## About this exercise
Please set down the entire listing exactly.

## Given records
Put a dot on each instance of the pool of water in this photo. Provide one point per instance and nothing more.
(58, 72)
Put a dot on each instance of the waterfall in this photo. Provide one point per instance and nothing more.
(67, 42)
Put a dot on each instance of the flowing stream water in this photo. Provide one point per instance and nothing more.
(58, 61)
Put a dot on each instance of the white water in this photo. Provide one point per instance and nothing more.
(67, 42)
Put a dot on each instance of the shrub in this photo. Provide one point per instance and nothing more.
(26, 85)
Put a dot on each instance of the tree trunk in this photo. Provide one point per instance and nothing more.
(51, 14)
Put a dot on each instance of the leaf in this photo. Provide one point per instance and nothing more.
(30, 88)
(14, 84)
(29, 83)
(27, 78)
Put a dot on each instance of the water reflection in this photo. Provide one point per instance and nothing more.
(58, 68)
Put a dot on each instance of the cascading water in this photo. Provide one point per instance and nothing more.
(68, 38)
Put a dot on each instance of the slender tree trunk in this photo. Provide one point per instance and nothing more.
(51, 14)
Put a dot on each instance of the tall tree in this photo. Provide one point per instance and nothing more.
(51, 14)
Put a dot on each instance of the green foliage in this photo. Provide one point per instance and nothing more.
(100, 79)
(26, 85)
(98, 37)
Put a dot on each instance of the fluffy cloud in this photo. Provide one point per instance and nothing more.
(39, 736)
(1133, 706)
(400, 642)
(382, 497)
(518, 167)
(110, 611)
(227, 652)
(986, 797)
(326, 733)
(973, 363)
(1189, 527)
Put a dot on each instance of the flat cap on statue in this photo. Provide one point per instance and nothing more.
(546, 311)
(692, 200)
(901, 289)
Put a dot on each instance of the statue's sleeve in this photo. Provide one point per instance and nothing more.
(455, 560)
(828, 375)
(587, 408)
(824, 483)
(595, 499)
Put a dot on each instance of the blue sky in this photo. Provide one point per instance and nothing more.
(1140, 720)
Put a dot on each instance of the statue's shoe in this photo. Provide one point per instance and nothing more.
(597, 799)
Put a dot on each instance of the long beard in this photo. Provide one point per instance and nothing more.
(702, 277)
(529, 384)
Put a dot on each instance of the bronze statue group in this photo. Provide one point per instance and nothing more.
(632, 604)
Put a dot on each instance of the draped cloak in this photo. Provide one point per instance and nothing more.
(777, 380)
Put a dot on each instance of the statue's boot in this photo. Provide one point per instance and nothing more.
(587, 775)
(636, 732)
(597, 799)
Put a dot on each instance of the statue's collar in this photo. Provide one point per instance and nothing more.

## Answer
Put a dot on each instance of the pool of water in this photo. Provide one point per instance and nothing more.
(58, 72)
Put a dot on each instance of the waterfall in this photo. Provide one point per instance and nothing more.
(67, 42)
Put a dot on each instance of the flowing stream water in this photo. Provide one point per instance and nothing more.
(58, 61)
Put a dot on each instance of the white water in this photo. Provide one point per instance and nothing more.
(67, 42)
Put a dot on each instance of the shrub in this photo. Provide one point per instance and nothing more.
(26, 85)
Put a dot on each instance of the tree trunk in this photo. Provide one point per instance and nothing more.
(51, 14)
Put a dot on each instance of the leaf in this photo. Provide one point per instance and nothing more.
(30, 88)
(14, 84)
(29, 83)
(27, 78)
Put a dot on each instance of the water reflection in this photo. Provide one point per instance and nothing more.
(58, 68)
Put a dot on each instance of the cascading water in this photo. Provide one point per instance and nothing more.
(68, 38)
Put a dot on each instance of the slender tree trunk in this photo. Provide one point per instance and nothing more.
(51, 14)
Put a dot on each instance of the tall tree in this photo. Provide one point per instance and nothing more.
(51, 14)
Put a dot on each instance of the green foliage in this photo. Provide one point per instance and nothing more.
(100, 79)
(26, 85)
(98, 37)
Put a dot on each instance of the fluffy cloud in this photo. Provide one point per instance and nothing more.
(39, 736)
(1133, 706)
(400, 642)
(382, 497)
(518, 167)
(110, 611)
(227, 652)
(986, 797)
(326, 733)
(973, 363)
(1189, 527)
Put a dot on each instance of the flat cap on statue in this photo. Provide one point per instance and nothing more.
(546, 311)
(692, 200)
(901, 289)
Put a dot on each instance of the statue's sleeve in this photo. Provide one point per instance and nothing more.
(455, 560)
(828, 375)
(587, 408)
(824, 483)
(595, 499)
Put a dot on each instance of the blue sky in this photo. Provide one point per instance and nothing more.
(1140, 720)
Put a dot on each instance of the statue's shoe in this photo. Provide one point per instance and nothing more.
(597, 799)
Put a dot on each instance of the long beard in this photo. Provide one point per instance and nothing more.
(702, 277)
(529, 384)
Put a dot on each instance of the bronze statue group in this photo. Provide one point per instance and nothing more.
(632, 604)
Put a dot on each instance of the draped cloak in this photo. Provide one point per instance and nothing more.
(777, 380)
Put a dot on each instance of the statue's boot in this photo. Provide one point per instance and nothing more.
(587, 775)
(636, 732)
(597, 799)
Put a dot on each instance of the statue's collar in this photo. Provide one point per instance and nothing more.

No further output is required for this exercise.